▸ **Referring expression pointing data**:
------------------------

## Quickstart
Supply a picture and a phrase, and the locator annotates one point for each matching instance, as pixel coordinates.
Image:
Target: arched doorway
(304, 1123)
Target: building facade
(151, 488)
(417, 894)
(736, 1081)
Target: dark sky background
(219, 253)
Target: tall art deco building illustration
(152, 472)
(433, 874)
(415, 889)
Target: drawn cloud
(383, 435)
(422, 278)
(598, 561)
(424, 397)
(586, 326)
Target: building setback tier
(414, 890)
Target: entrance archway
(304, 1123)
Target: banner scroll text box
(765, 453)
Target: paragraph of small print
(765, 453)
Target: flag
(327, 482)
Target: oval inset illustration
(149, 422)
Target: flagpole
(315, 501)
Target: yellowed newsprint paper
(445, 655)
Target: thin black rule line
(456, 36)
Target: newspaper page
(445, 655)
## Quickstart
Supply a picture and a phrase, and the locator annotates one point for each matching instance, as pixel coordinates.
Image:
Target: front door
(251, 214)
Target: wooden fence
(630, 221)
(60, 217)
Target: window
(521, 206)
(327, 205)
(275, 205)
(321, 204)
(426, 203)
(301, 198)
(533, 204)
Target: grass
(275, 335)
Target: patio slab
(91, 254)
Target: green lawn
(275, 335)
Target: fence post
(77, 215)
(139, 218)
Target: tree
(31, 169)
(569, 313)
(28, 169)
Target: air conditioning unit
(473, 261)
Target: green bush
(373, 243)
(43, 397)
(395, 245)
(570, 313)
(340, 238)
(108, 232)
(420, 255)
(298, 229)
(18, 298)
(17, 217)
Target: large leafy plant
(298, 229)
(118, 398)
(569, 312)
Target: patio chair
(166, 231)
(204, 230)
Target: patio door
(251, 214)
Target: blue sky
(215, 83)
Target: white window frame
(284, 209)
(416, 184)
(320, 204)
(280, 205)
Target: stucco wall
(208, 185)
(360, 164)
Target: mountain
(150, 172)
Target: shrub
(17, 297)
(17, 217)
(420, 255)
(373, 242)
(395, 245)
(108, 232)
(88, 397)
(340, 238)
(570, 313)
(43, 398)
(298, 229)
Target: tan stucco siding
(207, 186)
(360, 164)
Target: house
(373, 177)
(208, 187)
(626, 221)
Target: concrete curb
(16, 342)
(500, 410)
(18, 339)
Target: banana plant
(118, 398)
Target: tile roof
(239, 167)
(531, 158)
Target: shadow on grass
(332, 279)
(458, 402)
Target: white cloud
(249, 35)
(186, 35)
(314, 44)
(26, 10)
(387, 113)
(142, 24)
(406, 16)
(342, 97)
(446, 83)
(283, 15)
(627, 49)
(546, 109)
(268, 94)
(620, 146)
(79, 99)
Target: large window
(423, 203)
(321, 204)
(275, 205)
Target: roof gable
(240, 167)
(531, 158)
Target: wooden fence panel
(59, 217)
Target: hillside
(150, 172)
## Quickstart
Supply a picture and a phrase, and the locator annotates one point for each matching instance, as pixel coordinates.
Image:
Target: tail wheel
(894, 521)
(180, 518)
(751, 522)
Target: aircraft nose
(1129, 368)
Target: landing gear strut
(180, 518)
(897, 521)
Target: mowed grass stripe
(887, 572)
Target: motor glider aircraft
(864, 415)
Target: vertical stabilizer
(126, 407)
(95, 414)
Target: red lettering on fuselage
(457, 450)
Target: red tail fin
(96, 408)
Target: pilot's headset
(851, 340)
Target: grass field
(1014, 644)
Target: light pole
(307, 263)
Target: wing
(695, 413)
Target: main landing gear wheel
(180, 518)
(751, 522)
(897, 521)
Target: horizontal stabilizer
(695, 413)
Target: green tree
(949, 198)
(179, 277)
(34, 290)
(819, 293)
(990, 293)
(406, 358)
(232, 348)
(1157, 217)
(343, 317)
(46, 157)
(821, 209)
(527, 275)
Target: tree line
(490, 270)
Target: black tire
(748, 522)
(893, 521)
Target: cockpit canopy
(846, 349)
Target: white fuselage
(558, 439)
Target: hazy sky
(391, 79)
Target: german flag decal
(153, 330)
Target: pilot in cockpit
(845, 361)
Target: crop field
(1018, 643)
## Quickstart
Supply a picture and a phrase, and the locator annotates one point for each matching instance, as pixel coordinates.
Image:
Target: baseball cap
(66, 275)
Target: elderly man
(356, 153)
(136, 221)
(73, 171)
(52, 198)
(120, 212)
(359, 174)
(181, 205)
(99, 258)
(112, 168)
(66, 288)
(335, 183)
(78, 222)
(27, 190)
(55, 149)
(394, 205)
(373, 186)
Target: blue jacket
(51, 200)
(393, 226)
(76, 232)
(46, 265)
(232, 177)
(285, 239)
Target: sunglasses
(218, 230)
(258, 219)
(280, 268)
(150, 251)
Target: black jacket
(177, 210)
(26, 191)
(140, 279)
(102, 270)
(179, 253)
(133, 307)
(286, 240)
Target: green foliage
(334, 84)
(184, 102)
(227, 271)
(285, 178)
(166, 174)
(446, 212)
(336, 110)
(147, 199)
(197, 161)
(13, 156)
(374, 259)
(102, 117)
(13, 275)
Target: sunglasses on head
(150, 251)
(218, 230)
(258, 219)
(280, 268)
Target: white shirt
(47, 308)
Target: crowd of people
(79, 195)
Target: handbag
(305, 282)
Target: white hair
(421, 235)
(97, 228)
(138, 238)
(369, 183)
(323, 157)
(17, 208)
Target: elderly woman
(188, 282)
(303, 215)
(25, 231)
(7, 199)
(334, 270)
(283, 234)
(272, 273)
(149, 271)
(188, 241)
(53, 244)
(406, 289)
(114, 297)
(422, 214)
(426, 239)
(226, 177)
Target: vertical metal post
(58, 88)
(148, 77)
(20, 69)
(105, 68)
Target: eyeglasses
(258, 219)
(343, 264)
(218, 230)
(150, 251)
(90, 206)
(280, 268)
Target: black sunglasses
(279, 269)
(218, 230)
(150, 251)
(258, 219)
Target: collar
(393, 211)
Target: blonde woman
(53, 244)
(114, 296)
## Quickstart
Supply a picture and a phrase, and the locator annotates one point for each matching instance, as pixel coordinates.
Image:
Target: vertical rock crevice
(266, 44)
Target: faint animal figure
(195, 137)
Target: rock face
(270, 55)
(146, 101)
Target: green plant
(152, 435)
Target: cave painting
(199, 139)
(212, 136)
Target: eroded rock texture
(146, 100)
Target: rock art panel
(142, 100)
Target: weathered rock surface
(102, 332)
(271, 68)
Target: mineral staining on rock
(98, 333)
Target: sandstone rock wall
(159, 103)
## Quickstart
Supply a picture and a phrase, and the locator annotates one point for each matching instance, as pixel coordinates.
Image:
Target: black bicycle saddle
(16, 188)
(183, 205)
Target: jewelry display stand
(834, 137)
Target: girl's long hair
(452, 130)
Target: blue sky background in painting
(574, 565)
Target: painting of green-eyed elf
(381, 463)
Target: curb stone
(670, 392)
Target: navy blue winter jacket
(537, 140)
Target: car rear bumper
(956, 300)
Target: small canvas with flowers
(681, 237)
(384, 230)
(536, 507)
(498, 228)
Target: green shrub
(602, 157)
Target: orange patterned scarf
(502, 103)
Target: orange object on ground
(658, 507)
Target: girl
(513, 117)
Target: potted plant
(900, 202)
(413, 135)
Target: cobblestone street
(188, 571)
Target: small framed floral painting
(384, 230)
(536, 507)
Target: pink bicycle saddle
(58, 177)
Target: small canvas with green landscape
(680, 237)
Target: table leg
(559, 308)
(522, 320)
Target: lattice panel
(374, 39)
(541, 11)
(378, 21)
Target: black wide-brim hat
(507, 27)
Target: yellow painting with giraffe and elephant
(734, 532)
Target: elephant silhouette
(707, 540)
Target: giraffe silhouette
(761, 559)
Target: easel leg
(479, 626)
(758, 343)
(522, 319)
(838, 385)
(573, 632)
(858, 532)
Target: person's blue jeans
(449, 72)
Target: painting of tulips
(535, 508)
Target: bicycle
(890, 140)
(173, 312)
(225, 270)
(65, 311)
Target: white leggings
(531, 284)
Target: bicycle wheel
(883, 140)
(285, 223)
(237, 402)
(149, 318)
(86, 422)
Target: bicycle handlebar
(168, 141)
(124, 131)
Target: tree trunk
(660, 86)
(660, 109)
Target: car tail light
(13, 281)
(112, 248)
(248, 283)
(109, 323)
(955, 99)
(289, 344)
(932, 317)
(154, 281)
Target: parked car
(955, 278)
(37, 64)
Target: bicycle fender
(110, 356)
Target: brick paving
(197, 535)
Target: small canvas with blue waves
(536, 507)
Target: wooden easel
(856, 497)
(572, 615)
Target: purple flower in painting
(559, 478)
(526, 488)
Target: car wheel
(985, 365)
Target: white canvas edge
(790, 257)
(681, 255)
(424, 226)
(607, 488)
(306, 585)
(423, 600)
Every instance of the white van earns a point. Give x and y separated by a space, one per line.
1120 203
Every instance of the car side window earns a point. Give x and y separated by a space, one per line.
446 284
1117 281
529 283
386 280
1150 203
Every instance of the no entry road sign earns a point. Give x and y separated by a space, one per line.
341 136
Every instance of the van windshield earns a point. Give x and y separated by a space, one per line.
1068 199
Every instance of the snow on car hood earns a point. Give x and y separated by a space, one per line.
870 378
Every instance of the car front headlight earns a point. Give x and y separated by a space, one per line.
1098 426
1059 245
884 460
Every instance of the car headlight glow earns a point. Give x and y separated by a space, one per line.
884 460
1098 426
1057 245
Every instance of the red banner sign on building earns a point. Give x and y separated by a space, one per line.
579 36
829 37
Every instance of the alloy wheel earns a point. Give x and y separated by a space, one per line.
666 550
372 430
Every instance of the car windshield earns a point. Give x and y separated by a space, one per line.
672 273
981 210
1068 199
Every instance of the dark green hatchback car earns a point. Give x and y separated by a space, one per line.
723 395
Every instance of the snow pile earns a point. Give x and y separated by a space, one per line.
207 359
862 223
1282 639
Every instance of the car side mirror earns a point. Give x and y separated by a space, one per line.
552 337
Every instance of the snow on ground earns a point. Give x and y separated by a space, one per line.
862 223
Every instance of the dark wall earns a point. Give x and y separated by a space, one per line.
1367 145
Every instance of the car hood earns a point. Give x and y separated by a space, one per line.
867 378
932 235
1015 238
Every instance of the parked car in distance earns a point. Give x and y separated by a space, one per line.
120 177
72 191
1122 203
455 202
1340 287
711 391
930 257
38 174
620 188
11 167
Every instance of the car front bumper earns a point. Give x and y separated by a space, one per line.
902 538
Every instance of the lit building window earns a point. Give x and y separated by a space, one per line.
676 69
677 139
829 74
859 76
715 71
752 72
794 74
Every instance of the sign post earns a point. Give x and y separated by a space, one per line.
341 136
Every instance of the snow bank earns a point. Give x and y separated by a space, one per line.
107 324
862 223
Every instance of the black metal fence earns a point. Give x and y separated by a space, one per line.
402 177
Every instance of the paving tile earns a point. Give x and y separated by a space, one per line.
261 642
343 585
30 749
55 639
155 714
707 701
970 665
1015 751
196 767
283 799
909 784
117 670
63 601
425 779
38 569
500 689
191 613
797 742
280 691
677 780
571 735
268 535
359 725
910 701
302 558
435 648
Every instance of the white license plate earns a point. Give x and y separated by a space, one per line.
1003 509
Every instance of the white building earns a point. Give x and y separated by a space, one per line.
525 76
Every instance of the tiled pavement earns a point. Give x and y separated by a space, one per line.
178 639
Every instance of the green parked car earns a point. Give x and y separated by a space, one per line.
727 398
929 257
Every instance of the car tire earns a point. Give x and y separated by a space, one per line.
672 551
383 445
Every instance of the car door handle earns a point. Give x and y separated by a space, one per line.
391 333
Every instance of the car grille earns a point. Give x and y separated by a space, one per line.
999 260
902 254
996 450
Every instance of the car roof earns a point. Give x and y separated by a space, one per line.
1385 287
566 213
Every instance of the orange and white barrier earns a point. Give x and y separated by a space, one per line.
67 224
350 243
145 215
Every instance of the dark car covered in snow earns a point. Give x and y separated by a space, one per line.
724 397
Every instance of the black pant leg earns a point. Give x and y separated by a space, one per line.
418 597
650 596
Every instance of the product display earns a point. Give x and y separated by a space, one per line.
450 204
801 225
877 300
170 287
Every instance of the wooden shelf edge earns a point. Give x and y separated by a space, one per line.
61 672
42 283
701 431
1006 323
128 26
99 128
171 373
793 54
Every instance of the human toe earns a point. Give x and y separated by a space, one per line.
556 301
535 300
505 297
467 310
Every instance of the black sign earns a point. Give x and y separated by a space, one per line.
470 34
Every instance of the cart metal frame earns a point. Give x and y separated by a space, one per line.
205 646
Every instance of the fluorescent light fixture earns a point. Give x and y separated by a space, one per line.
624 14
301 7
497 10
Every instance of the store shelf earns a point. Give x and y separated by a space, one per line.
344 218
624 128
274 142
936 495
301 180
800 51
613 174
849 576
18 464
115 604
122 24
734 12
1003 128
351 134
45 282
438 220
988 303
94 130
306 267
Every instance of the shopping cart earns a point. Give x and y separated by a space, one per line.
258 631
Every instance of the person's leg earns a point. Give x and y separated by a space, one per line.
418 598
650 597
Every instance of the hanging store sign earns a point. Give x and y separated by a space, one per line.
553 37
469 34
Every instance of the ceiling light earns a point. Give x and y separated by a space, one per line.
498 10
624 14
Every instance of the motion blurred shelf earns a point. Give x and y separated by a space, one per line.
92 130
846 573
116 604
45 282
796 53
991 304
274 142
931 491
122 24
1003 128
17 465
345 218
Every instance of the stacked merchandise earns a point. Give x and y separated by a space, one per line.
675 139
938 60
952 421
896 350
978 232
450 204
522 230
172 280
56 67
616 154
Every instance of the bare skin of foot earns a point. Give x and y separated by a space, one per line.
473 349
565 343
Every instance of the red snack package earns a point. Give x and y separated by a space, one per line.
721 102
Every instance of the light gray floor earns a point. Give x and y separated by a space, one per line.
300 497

------------------------

▸ **WORK INSTRUCTION**:
Nothing should appear in the answer except the lines from the one containing "Every instance of the red snack" to the end of the data above, reproduced exactly.

▸ **SOLUTION**:
Every instance of the red snack package earns a point. Give x and y separated by a space, one per line.
721 102
Every instance of the light gray floor earns a point. Give x and y separated by a space, one per line.
300 497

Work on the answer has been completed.